— PROBLEM TO SOLVE —
Answer these questions from the article below about the McKinley tomb incident:
1. Where did the company of regulars guarding the vault come from?
2. For how many minutes did Private Deprend watch the face behind the tree?
3. How many prisoners broke out of the county jail?

Those pesky, overwrought headline composers were at it again in this article about an incident at the McKinley vault. There was an actual event, but no attempt to blow up the tomb. 

VANDALS AT CANTON

Guards at McKinley’s Tomb Attacked

WANTED TO BLOW IT UP

That is What is Generally Believed. Great Excitement.

Dastardly Plot at Canton

Attempt Was Made Last Night to Blow Up McKinley’s Tomb.

Canton, O., Sept. 30 A strange story comes from Westlawn cemetery, where a company of regulars from Fort Wayne, Mich., is guarding the vault in which the body of the late President McKinley lies. It is to the effect that the guard on duty on top of the vault last night fired a shot at one man who refused to heed his challenge; that the shot was diverted by another man, who appeared from another direction, and that an effort was made to stab the guard.

Private Deprend was on guard duty on top of the vault at a point commanding the entrance below and the approach from the rear. Shortly before 7:30 o’clock  he saw what he took to be the face of a man peering from behind a tree about forty feet from his post. He watched it for twenty minutes, he says, and at 7:45 o’clock saw the man hurry to a tree ten feet nearer. He challenged the man to halt, but this was not heeded, and the fellow approached nearer. Deprend levelled his gun and aimed to shoot for effect, but just at that instant, another man, who came toward him from the opposite side, caught the gun, threw it up, and the bullet spent in the air.

This same man struck Deprend on the right side of the abdomen with a knife or other sharp weapon, cutting an L-shaped gash in his overcoat an inch and a half long each way, and a smaller one in his blouse. The flesh was not broken, but was bruised under the cuts in the clothing. Deprend, in the struggle, fell and rolled down the side of the vault.

Lieut. Ashbridge, officer of the day, was in front of the vault and rushed to the top on hearing the shot, but the men made their escape. All members of the company, on hearing the shot, hurried to the vault, and, besides searching the cemetery, the guard was increased.

Deprend is said to be an excellent soldier, and to have a fine record with his officers. He says the man who attacked him was masked, but that the first one he saw was not masked. He saw the latter carried a white package in his right hand and something that glittered in his left.

Since the incident stories have been told in camp of some incendiary conversations overheard in the crowds that have visited the cemetery, including one today, alleging that some stranger said: “Lots of people would like to see this whole thing blown up.”

Canton, O., Sept. 30. Eight prisoners broke from the county jail here Sunday by sawing out the bars of a window opening from a court between the jail and court house. They had five minutes start when discovered. Bloodhounds were immediately put on the trail.

— RECORDED INFORMATION —
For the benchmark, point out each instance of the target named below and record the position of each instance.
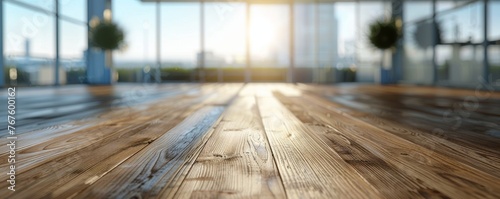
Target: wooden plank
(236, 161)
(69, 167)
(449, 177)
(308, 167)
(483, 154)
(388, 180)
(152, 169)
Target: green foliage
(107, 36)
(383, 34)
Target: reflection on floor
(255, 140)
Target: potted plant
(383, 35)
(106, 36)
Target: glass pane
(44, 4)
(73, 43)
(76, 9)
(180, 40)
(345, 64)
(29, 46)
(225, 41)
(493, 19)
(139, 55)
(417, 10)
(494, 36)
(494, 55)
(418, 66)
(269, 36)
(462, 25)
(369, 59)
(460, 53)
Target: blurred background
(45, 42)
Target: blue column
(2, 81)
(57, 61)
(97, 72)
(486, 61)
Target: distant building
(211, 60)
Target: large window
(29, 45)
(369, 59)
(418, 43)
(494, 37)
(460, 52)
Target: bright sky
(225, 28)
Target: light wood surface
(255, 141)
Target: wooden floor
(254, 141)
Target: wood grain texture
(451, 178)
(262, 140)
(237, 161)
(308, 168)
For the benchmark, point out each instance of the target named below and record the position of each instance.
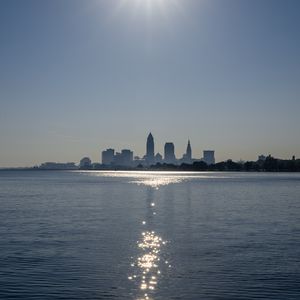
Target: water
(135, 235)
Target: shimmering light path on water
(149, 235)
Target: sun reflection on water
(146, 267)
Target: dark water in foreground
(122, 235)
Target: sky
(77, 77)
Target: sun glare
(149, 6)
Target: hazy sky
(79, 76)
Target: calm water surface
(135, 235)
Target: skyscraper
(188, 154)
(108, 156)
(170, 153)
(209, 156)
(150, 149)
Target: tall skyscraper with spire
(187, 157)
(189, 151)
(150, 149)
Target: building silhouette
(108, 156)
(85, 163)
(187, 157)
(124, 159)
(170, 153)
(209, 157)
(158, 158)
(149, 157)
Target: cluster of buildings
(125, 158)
--
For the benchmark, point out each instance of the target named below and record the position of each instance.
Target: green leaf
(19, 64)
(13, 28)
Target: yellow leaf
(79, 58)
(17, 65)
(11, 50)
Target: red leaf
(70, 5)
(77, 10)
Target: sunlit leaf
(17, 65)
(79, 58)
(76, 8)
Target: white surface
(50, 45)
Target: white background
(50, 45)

— EXPECTED OUTPUT —
1. Fort Wayne, Mich.
2. Twenty minutes.
3. Eight.